Records from a data collection:
★ ★ ★ ★ ★ ★ ★

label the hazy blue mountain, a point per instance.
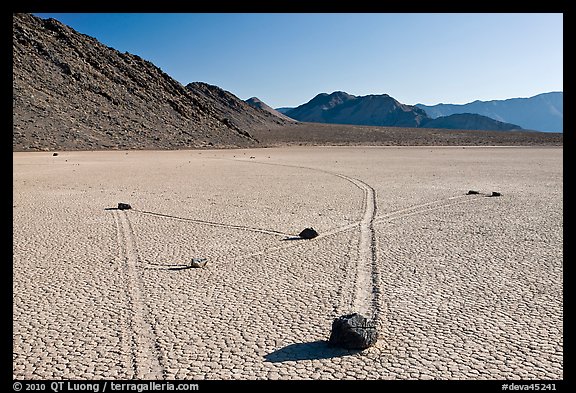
(468, 121)
(284, 109)
(343, 108)
(543, 112)
(255, 102)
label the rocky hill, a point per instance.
(72, 92)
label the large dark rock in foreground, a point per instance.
(308, 233)
(353, 331)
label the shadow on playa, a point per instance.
(307, 351)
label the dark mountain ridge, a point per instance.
(382, 110)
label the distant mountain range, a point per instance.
(382, 110)
(256, 103)
(543, 112)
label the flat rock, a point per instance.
(353, 331)
(198, 262)
(308, 233)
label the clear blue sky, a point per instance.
(286, 59)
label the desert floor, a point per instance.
(462, 286)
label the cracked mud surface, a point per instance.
(463, 286)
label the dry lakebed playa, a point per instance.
(462, 286)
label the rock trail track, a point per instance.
(363, 281)
(461, 286)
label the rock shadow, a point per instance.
(307, 351)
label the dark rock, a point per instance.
(308, 233)
(353, 331)
(198, 262)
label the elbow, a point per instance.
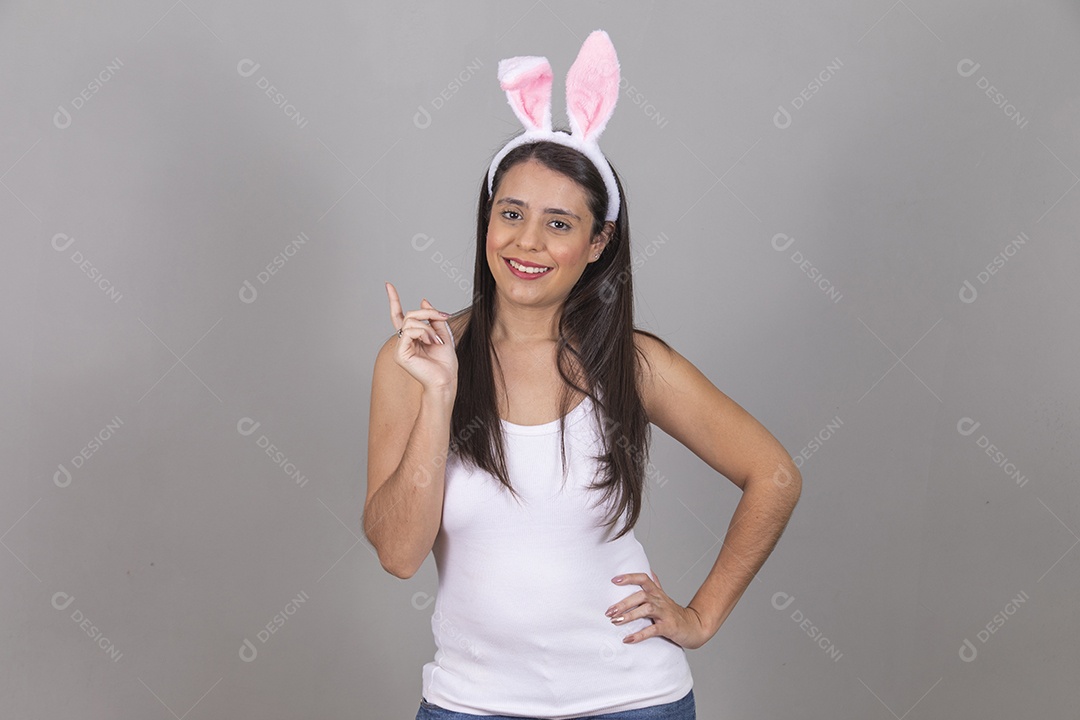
(787, 479)
(397, 570)
(390, 564)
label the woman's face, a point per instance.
(540, 217)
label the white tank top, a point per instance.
(518, 621)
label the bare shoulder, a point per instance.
(684, 403)
(657, 356)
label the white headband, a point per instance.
(592, 90)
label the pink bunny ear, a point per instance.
(527, 82)
(592, 86)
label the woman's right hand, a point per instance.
(426, 351)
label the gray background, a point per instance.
(174, 182)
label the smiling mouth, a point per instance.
(524, 270)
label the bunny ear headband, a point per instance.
(592, 89)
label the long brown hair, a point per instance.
(595, 349)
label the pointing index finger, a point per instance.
(396, 316)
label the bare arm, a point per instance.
(414, 386)
(403, 512)
(687, 406)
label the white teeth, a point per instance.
(531, 271)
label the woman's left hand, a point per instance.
(680, 625)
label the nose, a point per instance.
(529, 238)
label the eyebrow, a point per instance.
(549, 211)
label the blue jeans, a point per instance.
(680, 709)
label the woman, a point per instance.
(511, 439)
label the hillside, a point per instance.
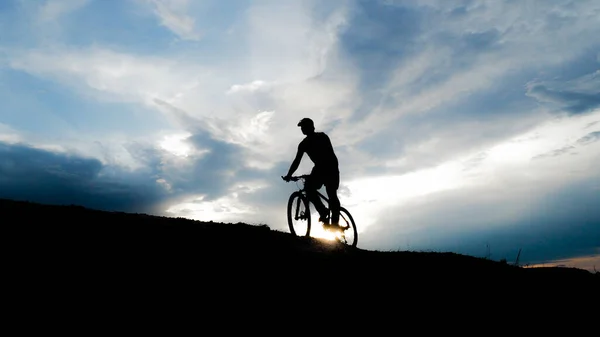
(79, 246)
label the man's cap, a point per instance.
(306, 122)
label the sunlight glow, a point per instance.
(519, 155)
(175, 144)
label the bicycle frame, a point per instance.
(301, 213)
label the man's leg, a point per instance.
(334, 203)
(331, 186)
(312, 185)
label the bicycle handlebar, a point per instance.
(296, 178)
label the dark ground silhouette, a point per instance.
(89, 256)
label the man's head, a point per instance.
(306, 125)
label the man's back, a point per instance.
(319, 149)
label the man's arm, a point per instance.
(295, 163)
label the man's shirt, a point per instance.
(319, 150)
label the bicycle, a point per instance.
(299, 215)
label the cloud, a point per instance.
(173, 15)
(577, 96)
(37, 175)
(52, 10)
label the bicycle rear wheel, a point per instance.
(298, 213)
(350, 233)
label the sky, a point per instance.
(466, 126)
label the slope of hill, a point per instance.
(76, 246)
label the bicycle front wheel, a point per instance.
(298, 214)
(350, 234)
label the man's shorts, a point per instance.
(320, 177)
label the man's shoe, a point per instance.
(332, 227)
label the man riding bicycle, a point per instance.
(317, 146)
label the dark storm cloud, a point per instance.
(219, 166)
(571, 101)
(37, 175)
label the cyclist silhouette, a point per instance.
(317, 146)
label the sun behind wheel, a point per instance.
(350, 235)
(298, 215)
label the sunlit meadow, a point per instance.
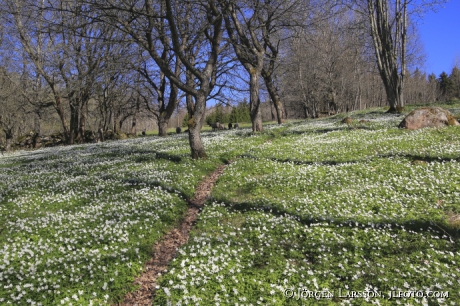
(77, 223)
(324, 207)
(311, 206)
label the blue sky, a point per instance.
(440, 34)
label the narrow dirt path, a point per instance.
(165, 250)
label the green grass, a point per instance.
(309, 205)
(321, 206)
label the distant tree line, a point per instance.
(86, 65)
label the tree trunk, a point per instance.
(195, 124)
(162, 125)
(83, 114)
(9, 139)
(60, 110)
(280, 113)
(254, 103)
(73, 123)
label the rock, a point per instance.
(428, 117)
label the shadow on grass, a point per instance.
(408, 225)
(422, 159)
(303, 162)
(157, 155)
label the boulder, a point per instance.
(428, 117)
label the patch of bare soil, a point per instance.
(164, 251)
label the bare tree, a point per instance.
(389, 21)
(195, 33)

★ ★ ★ ★ ★ ★ ★

Task instructions
Only the lines from the line that contains "label the cloud, a point per instance." through the end of the entries are to be written out, exactly and without pictures, both ends included.

Answer
label the cloud, a point per instance.
(173, 15)
(577, 96)
(37, 175)
(52, 10)
label the bicycle rear wheel, a point per instance.
(298, 213)
(350, 233)
label the sky, a point per instance.
(466, 126)
label the slope of hill, a point per instance.
(76, 246)
label the bicycle front wheel, a point per instance.
(298, 214)
(350, 234)
label the man's shorts, a point per instance.
(320, 177)
label the man's shoe, a point per instance.
(332, 227)
label the man riding bicycle, a point per instance.
(317, 146)
label the dark storm cloud, a point per instance.
(219, 166)
(571, 101)
(37, 175)
label the cyclist silhouette, a point per instance.
(317, 146)
label the sun behind wheel, a point per instance.
(350, 235)
(298, 215)
label the sunlit meadow, a point per instance.
(77, 223)
(324, 207)
(311, 206)
label the blue sky, a point per instance.
(440, 34)
label the narrow dirt path, a point per instance.
(165, 250)
label the green grass, a point per instance.
(309, 205)
(321, 206)
label the distant tree line, a point per instance.
(86, 65)
label the tree trunk, a point per instance.
(195, 124)
(162, 125)
(83, 114)
(9, 139)
(60, 110)
(280, 113)
(254, 103)
(73, 123)
label the rock, a point per instance.
(428, 117)
label the shadow on grass, a point per instance.
(408, 225)
(422, 159)
(303, 162)
(157, 155)
label the boulder, a point per instance.
(428, 117)
label the patch of bare soil, a point per instance.
(164, 251)
label the bare tree, a point per instance.
(389, 21)
(195, 33)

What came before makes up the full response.